→ What needs to be done: Can you transcribe every entry word for word, skipping the images?

→ Information supplied:
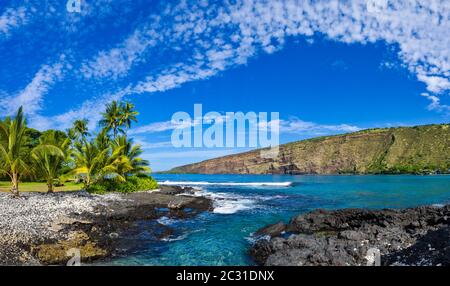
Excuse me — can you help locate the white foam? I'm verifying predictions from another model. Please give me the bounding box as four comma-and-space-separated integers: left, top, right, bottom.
213, 198, 255, 214
190, 189, 257, 214
158, 181, 293, 187
160, 233, 188, 242
432, 203, 445, 208
158, 180, 291, 215
157, 216, 179, 226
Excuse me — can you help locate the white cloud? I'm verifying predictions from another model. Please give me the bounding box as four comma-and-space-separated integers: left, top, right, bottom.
0, 57, 66, 116
128, 114, 222, 136
417, 74, 450, 94
27, 87, 130, 131
143, 149, 245, 160
0, 6, 28, 36
278, 117, 361, 135
128, 120, 179, 135
421, 92, 450, 113
28, 0, 450, 130
81, 27, 160, 79
132, 138, 174, 150
81, 0, 450, 102
129, 115, 359, 139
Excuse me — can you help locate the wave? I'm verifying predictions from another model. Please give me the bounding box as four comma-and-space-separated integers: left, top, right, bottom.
157, 216, 179, 226
190, 189, 283, 215
213, 198, 255, 214
158, 181, 293, 187
158, 180, 291, 215
160, 233, 188, 242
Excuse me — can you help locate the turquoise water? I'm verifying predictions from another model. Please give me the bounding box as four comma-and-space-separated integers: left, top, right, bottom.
106, 174, 450, 266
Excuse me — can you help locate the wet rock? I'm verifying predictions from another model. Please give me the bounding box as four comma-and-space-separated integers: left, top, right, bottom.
255, 221, 286, 237
158, 185, 197, 195
384, 226, 450, 266
250, 205, 450, 266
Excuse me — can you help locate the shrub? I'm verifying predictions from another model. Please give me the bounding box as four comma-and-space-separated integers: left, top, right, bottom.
86, 183, 108, 194
86, 175, 158, 194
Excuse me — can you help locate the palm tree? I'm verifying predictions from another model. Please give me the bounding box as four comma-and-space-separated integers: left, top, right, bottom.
0, 107, 30, 196
73, 135, 128, 189
121, 102, 139, 131
94, 128, 110, 151
31, 131, 70, 193
72, 119, 90, 140
100, 101, 123, 138
112, 136, 150, 177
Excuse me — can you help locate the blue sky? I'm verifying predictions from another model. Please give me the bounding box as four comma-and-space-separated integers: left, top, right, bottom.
0, 0, 449, 171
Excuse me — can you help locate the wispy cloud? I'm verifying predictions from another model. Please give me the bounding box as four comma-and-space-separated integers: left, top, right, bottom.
6, 0, 446, 130
129, 116, 360, 138
132, 138, 174, 150
421, 92, 450, 114
80, 26, 161, 79
279, 118, 361, 135
0, 6, 28, 36
68, 0, 450, 126
143, 149, 245, 160
27, 87, 130, 131
128, 120, 179, 135
0, 56, 67, 116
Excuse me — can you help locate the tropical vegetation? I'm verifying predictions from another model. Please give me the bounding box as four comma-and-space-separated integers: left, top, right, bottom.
0, 101, 157, 196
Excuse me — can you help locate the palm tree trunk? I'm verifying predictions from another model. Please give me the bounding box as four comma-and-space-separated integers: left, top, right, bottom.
85, 174, 91, 190
47, 179, 54, 193
11, 173, 20, 197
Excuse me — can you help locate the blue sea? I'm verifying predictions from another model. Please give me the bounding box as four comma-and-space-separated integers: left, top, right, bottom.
105, 174, 450, 266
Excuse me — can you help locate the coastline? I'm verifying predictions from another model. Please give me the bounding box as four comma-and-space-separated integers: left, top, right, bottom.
1, 179, 449, 266
250, 205, 450, 266
0, 185, 212, 266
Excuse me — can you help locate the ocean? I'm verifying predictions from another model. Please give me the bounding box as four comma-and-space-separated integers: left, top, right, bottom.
105, 174, 450, 266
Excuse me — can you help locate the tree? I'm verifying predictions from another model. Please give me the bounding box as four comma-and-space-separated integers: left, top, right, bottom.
100, 101, 139, 138
71, 119, 90, 141
31, 131, 70, 193
121, 101, 139, 131
112, 136, 150, 177
100, 101, 123, 138
0, 107, 31, 196
73, 133, 128, 189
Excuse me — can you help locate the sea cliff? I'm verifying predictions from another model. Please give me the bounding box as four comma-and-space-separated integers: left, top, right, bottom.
169, 124, 450, 175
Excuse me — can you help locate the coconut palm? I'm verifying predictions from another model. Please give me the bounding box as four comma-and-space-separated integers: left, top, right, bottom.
100, 101, 123, 139
31, 131, 71, 193
112, 136, 150, 177
68, 119, 90, 153
94, 128, 111, 151
73, 136, 128, 189
121, 101, 139, 131
72, 119, 90, 140
0, 107, 30, 196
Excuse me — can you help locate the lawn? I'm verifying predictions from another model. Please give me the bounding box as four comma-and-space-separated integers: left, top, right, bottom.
0, 181, 83, 193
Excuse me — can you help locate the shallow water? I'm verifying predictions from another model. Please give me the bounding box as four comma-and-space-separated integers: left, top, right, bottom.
105, 174, 450, 266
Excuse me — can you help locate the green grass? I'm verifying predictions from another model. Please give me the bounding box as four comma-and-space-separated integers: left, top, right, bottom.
0, 181, 83, 193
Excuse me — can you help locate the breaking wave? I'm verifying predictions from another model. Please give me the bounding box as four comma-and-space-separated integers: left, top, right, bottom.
158, 181, 293, 187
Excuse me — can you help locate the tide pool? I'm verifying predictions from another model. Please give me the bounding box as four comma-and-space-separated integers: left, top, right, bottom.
105, 174, 450, 266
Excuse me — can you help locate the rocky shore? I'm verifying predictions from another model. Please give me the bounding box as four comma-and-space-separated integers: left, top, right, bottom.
0, 186, 212, 265
250, 205, 450, 266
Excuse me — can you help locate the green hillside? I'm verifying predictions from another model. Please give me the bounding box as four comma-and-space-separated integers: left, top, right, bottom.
168, 124, 450, 175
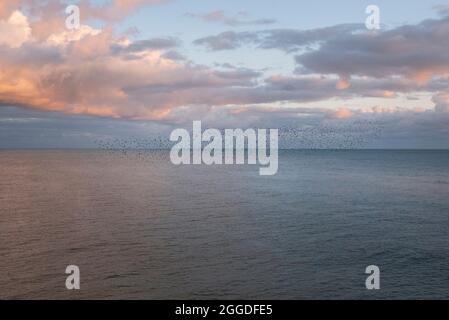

→ Your response:
Excuse me — can you help locate the white foam? I'm verifying predictions from another model. Please give me the bounding box as four comma-and-space-separated integers: left, top, right, bottom.
213, 198, 255, 214
190, 189, 257, 214
158, 181, 293, 187
160, 233, 188, 242
432, 203, 445, 208
158, 180, 291, 215
157, 216, 179, 226
Excuse me — can you help locate the white cloud? I'm verifying predictions from another model. Please give me the bounding box as four comma-and-space-separated integers: left, top, right, bottom.
0, 57, 66, 116
128, 114, 222, 136
417, 74, 450, 94
27, 87, 130, 131
143, 149, 245, 160
0, 6, 28, 36
278, 117, 361, 135
128, 120, 179, 135
421, 92, 450, 113
28, 0, 450, 130
81, 27, 160, 79
132, 138, 174, 150
81, 0, 450, 102
129, 115, 359, 139
Excuse me — can you help locate the wave? I'm verifying predictions from another model. Please give me the bounding box as four comma-and-space-separated integers: left, top, right, bottom.
157, 216, 179, 226
190, 189, 283, 215
213, 198, 255, 214
158, 181, 293, 187
158, 180, 291, 215
160, 233, 188, 242
Excuse me — can you help locate the turquoise water? I'm verifying predictions from another model. Please give me the bounding box as four comma-and-space-separated integers: left, top, right, bottom.
106, 174, 450, 266
Excuse me — can you help locate the wet rock? I'm verifying predictions from another model. Please give me the bounding box as four comma-and-space-separated integers: left, top, right, bottom.
255, 221, 286, 237
158, 185, 197, 195
384, 226, 450, 266
250, 205, 450, 266
Excuse me — can you help locate the shrub? I'm verifying predictions from another model. Please give me the bounding box as four comma-and-space-separated integers: left, top, right, bottom.
86, 183, 108, 194
86, 175, 158, 194
Excuse me — can you help locate the palm tree? I'm verifying predictions from another model. Please give me the bounding box as four comma-and-space-separated integers: left, top, right, bottom.
0, 107, 30, 196
73, 135, 128, 189
121, 102, 139, 131
94, 128, 110, 151
31, 131, 70, 193
72, 119, 90, 140
100, 101, 123, 138
112, 136, 150, 177
Excuse me — can you help locate the blue sky? I'm verifying predictions from another model. Please give me the bounding box as four comma-and-space-separated integers: left, top, right, bottom.
0, 0, 449, 171
Excuse me — can you help locate the wispy cloud? I'm verifying predictions from another model. Please give me the bounding box as four comma-and-space-separated integers: left, top, right, bottom.
6, 0, 446, 130
129, 116, 360, 138
132, 138, 174, 150
421, 92, 450, 114
80, 26, 161, 79
279, 118, 361, 135
0, 6, 28, 36
68, 0, 450, 126
143, 149, 245, 160
27, 87, 130, 131
128, 120, 179, 135
0, 56, 67, 116
Excuse me — can you help locate the tropical vegetation? I'm verifying predictions from another model. Please give me the bounding box as four comma-and-space-separated integers: left, top, right, bottom.
0, 101, 157, 196
Excuse me — can you help locate the palm tree trunk? I'm verifying predictions from another model. Please give me the bounding box as four comma-and-space-separated integers: left, top, right, bottom.
85, 174, 91, 190
47, 179, 54, 193
11, 173, 20, 197
Excuse me — can you help locate the blue sea? I'm verifying predictions from another model. Please give me the bounding box as four comma-and-space-separated integers: left, top, right, bottom.
105, 174, 450, 266
Excuse me — can you help locate the coastline? I'm verifying predictions from another model. Please give me the bounding box as four comma-and-space-separated integers: left, top, right, bottom.
1, 179, 449, 266
250, 205, 450, 266
0, 185, 212, 266
Excuse me — can you help locate the ocean? I'm verifying predictions from another model. Please give me the bounding box as four comma-and-space-separated integers: left, top, right, bottom.
105, 174, 450, 266
Excuse me — can you help locate the tree? I'm verifying predictions from another model. Please give me the bounding box as four comma-and-space-separated integers: left, top, right, bottom.
100, 101, 139, 138
71, 119, 90, 141
31, 131, 70, 193
121, 101, 139, 131
112, 136, 150, 177
100, 101, 123, 138
0, 107, 31, 196
73, 133, 128, 189
Excuse me — can you help locate the sea cliff? I'm verifying predictions from another model. Please give me the bounding box as four comma-and-space-separated integers: left, top, right, bottom.
169, 124, 450, 175
Excuse me — can you help locate the coconut palm? I'm verifying predictions from another model. Please give me the bounding box as four comma-and-space-separated integers: left, top, right, bottom.
100, 101, 123, 139
31, 131, 71, 193
112, 136, 150, 177
68, 119, 90, 153
94, 128, 111, 151
73, 136, 128, 189
121, 101, 139, 131
72, 119, 90, 140
0, 107, 30, 196
Excuse me — can you help locate the lawn? I'm verifying predictions from another model. Please give me the bounding box as four comma-and-space-separated integers: left, top, right, bottom.
0, 181, 83, 193
Excuse me — can you help locate the shallow water? I'm verifying predictions from another model. Please give me the bounding box as four comma-and-space-separated integers: left, top, right, bottom.
105, 174, 450, 266
Excuse me — can you help locate the green grass? I'm verifying predictions from another model. Please give me the bounding box as four comma-and-space-separated integers: left, top, right, bottom.
0, 181, 83, 193
Excuse me — can you help locate the breaking wave? I'm verifying predictions from another model. Please give me the bounding box as four comma-and-space-separated integers: left, top, right, bottom.
158, 181, 293, 187
Excuse me — can you help locate the tide pool? I'm verifying predictions from another model. Please give me the bounding box as four comma-and-space-separated integers: left, top, right, bottom.
105, 174, 450, 266
Excuse me — can you help locate the rocky shore? I'm verifying predictions from another model. Please give me the bounding box as four comma-and-space-separated integers: left, top, right, bottom.
0, 186, 212, 265
250, 205, 450, 266
Excuse me — can you help locate the green hillside? I'm verifying predictions from another model. Please give me the bounding box as four comma-and-space-separated integers: left, top, right, bottom.
168, 124, 450, 175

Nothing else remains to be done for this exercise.